*GIVEN TEXT*
Authorities said the raid last Wednesday was carried out by 32 men from six countries, under the command from afar of the Algerian Moktar Belmoktar, founder of the Masked Brigade, based in Mali. The attacking force called itself “Those Who Sign in Blood”.

Armed with heavy machine guns, rocket launchers, missiles and grenades, the militants singled out foreign workers at the plant, killing some of them on the spot and reportedly attaching explosive belts to others.

Attack for al-Qaida

The Masked Brigade said the attack was payback against Algeria for allowing over-flights of French aircraft headed to Mali and for closing its long border with Mali. In an earlier communication, the Brigade claimed to have carried out the attack in the name of al-Qaida.

David Cameron warned there could be a decades-long battle against Islamist terrorism in north Africa.

*SET OF TASKS*
A: Return the part of the raid article that opens with the words containing "The Masked Brigade said" and closes with "in north Africa.".
B: In the raid article, what name did the attacking force give itself?
C: Extend the raid article from where it stops.
The data after this point is material separate from the raid article.

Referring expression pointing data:

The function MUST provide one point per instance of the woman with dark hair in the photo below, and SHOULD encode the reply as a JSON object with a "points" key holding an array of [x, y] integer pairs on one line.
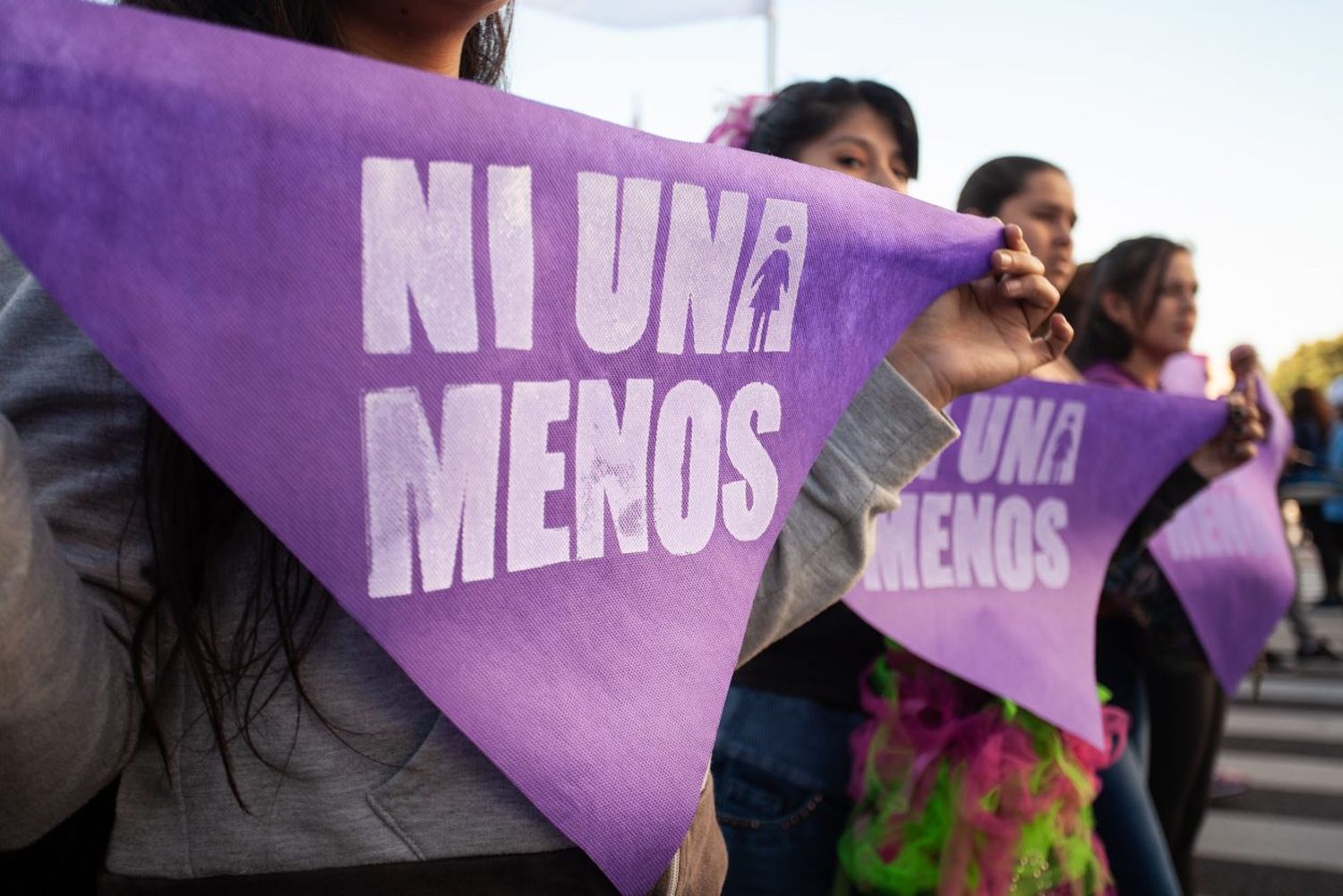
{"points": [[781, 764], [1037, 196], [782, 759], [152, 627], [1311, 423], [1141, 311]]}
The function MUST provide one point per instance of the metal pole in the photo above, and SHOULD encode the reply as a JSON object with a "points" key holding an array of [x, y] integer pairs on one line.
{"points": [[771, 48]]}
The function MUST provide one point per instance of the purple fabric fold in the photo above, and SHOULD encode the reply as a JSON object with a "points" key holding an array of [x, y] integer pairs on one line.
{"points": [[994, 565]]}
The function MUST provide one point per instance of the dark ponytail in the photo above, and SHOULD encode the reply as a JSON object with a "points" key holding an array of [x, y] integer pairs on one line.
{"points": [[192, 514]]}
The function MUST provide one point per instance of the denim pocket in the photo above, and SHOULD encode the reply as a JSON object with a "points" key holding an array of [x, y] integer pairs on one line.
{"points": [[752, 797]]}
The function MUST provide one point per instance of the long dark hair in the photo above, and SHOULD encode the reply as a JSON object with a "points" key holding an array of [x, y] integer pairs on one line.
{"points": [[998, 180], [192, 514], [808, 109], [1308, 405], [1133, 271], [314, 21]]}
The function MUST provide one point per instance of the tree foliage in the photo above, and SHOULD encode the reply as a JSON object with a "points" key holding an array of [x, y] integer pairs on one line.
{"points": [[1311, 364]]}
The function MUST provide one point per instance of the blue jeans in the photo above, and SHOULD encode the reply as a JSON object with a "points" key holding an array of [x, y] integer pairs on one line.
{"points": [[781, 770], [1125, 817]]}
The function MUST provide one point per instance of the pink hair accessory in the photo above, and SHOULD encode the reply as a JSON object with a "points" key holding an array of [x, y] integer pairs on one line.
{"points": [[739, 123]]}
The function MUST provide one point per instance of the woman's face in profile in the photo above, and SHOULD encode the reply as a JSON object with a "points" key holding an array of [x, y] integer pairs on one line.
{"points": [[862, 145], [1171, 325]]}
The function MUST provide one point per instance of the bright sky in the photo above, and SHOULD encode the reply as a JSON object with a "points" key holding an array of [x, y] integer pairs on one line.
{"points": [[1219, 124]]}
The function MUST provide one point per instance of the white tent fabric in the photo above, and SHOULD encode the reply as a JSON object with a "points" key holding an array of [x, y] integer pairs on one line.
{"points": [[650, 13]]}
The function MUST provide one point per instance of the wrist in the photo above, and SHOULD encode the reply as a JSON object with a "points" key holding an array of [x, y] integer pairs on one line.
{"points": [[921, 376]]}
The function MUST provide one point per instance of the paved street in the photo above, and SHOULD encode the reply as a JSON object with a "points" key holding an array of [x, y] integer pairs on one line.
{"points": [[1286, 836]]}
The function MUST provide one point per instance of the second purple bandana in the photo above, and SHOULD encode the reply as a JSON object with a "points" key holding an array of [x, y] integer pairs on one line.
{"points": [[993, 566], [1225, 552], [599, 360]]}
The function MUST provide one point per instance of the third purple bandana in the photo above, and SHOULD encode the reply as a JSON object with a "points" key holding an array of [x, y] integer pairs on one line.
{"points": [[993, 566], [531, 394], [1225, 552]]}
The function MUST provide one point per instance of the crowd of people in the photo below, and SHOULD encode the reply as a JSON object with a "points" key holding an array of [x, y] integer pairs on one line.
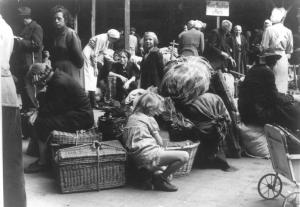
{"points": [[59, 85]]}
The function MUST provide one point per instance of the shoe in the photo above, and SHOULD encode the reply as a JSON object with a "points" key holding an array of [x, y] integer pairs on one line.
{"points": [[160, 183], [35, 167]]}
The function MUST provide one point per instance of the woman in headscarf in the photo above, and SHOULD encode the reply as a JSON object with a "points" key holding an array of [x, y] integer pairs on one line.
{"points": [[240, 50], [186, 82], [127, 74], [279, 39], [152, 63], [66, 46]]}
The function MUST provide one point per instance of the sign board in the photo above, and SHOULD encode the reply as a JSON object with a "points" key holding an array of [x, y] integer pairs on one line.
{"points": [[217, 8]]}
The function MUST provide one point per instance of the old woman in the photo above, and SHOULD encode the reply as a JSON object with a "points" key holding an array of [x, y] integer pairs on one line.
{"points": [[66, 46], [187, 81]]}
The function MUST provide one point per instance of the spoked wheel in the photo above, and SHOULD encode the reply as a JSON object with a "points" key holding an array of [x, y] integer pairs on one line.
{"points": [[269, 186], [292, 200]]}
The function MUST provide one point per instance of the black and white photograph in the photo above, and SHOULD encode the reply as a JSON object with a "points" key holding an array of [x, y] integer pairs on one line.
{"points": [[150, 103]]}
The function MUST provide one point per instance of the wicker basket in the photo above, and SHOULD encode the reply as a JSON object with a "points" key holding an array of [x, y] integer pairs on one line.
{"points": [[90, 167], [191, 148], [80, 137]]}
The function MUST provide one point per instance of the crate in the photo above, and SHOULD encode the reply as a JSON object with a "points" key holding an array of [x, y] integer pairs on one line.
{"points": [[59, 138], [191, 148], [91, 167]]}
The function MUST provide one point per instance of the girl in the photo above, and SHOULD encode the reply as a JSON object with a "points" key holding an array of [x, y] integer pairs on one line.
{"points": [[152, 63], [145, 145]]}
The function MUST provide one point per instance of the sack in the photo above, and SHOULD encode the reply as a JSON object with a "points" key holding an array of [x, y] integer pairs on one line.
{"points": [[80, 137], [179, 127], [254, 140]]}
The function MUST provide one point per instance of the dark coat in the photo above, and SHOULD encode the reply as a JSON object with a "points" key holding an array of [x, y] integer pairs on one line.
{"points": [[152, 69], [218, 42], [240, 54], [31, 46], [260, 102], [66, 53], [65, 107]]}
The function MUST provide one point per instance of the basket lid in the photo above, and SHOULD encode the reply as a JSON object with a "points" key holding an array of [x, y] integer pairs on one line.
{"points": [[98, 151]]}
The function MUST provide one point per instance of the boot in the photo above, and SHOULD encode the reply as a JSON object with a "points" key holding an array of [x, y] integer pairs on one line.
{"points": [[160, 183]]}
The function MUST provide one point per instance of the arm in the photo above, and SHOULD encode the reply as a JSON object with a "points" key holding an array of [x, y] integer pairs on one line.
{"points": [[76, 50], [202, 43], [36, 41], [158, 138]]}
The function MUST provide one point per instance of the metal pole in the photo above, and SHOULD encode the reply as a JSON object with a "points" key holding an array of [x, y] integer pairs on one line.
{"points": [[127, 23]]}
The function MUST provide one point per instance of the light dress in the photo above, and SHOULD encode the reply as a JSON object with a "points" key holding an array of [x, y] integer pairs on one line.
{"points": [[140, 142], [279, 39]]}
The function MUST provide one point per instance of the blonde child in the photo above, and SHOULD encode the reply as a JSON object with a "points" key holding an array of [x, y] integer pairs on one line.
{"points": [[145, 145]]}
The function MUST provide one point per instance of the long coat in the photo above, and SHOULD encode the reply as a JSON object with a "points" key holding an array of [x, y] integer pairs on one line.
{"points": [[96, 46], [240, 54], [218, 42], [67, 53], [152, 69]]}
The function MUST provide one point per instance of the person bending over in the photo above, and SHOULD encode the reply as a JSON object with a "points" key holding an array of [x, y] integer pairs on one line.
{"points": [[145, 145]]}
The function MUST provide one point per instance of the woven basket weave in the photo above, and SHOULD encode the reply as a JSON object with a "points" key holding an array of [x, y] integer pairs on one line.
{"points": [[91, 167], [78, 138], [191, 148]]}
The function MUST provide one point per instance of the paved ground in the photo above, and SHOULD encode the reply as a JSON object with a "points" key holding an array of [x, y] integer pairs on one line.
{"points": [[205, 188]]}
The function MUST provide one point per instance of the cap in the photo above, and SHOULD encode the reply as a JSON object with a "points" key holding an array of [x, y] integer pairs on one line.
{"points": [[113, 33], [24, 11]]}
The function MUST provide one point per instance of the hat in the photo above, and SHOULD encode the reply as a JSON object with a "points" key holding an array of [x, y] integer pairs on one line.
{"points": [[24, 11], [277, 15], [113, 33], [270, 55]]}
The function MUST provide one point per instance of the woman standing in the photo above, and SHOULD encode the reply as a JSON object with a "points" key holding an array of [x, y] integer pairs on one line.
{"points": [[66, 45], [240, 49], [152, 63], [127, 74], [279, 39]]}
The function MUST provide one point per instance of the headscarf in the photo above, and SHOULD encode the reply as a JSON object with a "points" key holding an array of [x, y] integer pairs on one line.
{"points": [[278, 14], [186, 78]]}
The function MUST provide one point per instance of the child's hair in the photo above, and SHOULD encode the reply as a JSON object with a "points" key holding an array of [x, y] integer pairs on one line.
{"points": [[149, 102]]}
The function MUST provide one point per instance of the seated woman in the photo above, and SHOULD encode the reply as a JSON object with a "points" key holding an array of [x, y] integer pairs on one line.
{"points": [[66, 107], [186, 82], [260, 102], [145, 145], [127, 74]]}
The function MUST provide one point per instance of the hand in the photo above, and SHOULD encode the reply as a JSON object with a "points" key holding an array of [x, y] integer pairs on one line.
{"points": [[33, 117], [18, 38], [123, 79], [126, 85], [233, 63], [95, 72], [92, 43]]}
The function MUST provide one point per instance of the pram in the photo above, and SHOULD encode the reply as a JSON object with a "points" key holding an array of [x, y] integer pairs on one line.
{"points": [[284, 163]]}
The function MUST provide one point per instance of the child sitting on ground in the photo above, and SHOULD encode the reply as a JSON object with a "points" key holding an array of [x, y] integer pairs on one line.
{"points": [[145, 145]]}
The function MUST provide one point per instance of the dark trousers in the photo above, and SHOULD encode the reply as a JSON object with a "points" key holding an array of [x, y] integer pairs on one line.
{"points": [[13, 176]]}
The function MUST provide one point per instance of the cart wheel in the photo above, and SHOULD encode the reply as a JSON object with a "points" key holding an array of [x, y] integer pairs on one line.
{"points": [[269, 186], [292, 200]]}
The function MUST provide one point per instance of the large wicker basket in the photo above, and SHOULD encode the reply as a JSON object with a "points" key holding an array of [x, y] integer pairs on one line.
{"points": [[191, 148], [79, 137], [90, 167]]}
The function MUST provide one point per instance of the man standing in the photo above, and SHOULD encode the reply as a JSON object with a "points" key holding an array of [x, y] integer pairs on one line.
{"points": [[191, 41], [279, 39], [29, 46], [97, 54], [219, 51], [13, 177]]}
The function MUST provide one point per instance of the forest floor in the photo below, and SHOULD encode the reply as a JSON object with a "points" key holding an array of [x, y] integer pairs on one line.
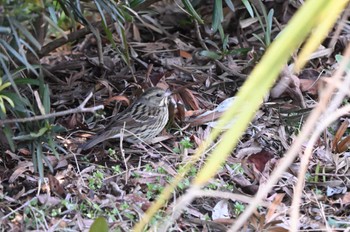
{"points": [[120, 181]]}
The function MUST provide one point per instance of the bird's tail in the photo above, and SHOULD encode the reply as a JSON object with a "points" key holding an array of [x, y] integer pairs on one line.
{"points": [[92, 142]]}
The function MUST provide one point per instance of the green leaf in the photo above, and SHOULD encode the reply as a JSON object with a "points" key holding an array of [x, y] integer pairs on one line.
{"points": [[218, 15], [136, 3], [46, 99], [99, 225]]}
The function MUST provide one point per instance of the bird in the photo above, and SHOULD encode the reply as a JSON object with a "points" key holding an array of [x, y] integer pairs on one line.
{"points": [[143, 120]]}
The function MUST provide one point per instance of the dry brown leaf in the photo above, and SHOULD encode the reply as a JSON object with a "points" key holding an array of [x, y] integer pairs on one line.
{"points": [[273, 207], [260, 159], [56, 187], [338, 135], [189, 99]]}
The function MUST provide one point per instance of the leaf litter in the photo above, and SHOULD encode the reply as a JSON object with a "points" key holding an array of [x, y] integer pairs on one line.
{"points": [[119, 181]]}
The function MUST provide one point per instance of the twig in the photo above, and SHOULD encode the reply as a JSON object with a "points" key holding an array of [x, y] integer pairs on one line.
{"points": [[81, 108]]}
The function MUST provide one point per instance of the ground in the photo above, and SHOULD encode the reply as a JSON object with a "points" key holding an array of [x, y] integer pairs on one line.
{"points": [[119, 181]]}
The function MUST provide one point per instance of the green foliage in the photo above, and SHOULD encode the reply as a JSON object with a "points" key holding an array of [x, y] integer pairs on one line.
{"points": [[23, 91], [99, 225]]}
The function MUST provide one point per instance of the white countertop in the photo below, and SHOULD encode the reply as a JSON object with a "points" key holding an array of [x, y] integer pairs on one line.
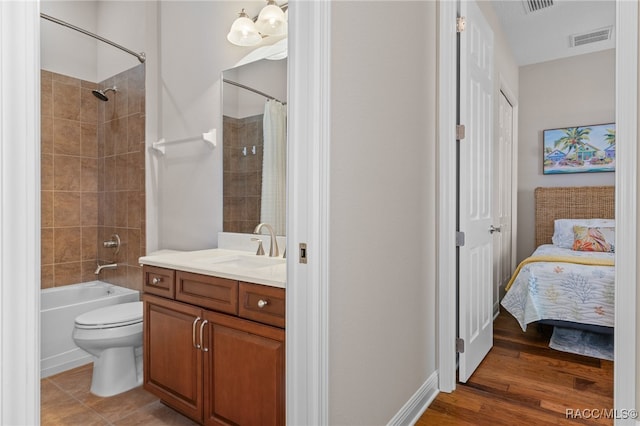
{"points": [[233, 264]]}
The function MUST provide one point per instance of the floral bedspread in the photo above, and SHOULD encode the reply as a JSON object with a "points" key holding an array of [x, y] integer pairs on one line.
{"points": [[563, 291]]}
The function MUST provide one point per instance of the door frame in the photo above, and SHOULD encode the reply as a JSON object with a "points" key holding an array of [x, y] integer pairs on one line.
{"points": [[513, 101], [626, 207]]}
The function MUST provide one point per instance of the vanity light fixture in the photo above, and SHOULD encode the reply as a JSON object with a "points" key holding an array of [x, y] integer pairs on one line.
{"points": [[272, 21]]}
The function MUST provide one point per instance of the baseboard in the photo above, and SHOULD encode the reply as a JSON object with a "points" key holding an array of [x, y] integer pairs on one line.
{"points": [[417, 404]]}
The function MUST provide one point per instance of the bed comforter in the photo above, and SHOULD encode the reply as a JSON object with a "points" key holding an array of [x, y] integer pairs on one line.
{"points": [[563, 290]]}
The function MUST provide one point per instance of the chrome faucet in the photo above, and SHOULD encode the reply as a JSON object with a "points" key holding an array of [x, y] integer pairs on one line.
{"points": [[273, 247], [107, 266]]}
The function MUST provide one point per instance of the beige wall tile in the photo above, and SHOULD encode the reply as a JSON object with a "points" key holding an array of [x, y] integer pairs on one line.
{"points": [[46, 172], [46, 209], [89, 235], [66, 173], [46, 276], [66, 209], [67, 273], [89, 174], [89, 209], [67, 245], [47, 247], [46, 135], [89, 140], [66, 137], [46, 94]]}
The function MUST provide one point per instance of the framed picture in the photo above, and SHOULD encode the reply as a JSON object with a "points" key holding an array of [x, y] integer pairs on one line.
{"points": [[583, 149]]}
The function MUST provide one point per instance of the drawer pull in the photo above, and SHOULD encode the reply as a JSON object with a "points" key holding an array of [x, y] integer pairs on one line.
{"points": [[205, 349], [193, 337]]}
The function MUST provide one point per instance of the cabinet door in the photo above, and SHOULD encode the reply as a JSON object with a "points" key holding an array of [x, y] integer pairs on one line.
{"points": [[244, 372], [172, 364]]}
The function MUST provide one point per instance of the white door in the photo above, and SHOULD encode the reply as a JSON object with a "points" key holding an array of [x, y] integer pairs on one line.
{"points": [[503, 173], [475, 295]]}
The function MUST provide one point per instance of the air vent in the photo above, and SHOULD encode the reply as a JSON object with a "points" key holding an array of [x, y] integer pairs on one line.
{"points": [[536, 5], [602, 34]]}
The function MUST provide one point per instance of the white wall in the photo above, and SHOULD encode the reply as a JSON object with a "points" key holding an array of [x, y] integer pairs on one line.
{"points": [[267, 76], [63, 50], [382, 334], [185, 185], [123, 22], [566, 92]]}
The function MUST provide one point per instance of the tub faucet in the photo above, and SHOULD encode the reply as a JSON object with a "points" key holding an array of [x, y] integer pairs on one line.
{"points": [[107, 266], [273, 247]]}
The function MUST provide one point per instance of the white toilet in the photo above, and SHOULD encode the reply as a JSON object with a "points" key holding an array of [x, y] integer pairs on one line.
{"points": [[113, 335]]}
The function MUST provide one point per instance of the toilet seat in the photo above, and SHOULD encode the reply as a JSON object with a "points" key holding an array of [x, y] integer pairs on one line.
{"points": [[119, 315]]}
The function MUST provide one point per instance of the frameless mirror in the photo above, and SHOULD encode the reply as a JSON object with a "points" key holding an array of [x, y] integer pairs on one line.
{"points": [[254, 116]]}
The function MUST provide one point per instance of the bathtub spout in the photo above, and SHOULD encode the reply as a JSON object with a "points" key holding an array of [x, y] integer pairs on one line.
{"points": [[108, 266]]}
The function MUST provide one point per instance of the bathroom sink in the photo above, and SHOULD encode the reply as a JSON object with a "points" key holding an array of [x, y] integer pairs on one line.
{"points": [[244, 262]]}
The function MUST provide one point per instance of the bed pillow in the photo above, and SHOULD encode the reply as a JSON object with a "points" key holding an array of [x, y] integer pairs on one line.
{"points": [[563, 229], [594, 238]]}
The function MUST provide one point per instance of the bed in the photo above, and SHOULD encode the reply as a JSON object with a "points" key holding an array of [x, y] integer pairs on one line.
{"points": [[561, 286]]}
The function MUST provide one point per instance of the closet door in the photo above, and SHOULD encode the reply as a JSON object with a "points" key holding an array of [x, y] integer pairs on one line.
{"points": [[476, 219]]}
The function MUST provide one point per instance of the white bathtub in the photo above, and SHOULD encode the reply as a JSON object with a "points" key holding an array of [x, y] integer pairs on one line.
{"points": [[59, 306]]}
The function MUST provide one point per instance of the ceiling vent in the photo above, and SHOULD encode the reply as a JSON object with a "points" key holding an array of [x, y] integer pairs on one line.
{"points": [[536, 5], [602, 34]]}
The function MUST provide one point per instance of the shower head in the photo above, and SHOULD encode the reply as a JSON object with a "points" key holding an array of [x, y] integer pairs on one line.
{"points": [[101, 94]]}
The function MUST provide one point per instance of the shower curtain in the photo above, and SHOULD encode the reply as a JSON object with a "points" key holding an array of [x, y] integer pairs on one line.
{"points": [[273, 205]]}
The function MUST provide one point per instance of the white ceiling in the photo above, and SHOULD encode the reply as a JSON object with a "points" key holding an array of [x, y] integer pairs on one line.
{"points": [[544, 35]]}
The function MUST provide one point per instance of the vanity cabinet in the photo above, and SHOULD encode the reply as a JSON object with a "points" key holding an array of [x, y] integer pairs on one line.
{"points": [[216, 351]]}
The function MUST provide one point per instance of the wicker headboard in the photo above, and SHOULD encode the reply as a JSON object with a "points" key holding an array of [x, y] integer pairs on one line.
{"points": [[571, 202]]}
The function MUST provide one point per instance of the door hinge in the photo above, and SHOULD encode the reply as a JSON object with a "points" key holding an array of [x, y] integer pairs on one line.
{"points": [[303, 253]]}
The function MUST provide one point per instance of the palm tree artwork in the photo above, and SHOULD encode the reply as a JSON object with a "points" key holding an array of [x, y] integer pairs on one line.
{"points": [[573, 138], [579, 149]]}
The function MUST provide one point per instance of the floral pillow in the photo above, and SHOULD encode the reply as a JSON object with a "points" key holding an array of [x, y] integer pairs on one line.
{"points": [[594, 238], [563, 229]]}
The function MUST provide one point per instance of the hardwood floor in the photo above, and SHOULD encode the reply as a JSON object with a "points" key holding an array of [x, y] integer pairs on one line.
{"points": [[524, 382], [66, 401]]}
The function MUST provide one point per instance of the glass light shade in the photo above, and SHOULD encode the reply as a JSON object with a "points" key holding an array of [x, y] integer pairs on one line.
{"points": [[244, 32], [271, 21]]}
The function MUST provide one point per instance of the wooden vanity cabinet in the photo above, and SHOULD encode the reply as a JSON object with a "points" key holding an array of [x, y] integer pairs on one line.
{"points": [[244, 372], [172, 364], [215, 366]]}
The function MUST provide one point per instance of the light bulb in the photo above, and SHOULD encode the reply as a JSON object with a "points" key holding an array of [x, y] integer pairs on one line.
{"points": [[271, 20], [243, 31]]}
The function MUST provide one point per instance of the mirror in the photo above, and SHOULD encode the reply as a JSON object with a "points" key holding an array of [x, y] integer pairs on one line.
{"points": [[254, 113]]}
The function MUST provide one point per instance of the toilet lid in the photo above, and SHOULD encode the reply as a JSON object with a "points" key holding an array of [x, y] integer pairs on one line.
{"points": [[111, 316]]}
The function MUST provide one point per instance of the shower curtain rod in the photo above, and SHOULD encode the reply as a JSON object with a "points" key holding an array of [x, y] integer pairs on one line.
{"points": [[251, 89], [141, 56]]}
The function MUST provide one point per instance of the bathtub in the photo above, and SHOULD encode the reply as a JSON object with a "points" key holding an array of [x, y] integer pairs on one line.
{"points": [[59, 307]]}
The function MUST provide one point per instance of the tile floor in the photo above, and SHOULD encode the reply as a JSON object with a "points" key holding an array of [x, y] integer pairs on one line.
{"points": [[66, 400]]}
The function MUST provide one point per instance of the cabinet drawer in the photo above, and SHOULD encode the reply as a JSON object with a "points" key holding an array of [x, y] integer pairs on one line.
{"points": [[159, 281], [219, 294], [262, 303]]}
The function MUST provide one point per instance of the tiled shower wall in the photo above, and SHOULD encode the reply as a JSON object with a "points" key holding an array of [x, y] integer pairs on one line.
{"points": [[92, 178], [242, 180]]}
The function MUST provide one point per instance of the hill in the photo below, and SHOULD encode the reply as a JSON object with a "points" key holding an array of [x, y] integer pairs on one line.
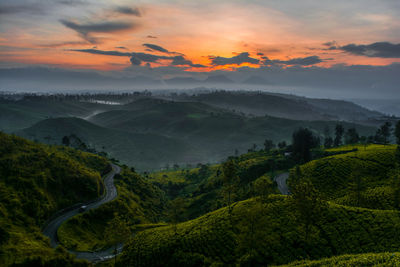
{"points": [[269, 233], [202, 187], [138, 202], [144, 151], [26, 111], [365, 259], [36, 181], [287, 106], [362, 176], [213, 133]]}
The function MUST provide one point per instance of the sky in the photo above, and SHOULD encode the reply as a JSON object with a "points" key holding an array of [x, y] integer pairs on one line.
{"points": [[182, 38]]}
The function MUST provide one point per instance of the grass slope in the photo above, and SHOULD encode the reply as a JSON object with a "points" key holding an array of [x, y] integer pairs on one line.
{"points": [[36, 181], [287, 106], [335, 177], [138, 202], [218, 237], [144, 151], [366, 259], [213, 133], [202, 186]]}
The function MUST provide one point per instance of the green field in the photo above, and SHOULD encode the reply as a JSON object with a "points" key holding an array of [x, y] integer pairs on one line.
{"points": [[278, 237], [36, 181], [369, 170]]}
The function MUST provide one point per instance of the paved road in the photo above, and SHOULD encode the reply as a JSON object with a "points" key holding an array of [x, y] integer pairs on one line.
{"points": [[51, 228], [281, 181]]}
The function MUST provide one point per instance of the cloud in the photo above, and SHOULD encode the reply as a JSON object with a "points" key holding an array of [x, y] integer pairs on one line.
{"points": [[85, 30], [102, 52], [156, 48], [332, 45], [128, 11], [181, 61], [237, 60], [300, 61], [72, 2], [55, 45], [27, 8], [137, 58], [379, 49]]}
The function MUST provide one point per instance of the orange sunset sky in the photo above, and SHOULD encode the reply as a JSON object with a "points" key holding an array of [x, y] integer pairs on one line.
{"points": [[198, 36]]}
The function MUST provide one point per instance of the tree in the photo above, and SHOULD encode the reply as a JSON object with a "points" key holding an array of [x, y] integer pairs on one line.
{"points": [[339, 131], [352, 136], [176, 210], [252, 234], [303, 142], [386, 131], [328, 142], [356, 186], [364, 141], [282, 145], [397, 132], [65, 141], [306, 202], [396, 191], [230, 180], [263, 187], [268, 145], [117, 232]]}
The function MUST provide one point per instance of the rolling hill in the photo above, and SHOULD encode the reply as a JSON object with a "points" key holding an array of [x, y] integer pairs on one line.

*TASK ANSWERS*
A:
The Masked Brigade said the attack was payback against Algeria for allowing over-flights of French aircraft headed to Mali and for closing its long border with Mali. In an earlier communication, the Brigade claimed to have carried out the attack in the name of al-Qaida.

David Cameron warned there could be a decades-long battle against Islamist terrorism in north Africa.

B: "Those Who Sign in Blood"

C:
He said: “What we face is an extremist, Islamist, al-Qaida-linked terrorist group. Just as we had to deal with that in Pakistan and in Afghanistan so the world needs to come together to deal with this threat in north Africa.”

He said that there were clear similarities with the terrorist threat based in Afghanistan and Pakistan, although it was on a different scale.

“This is a global threat and it will require a global response. It will require a response that is about years, even decades, rather than months.”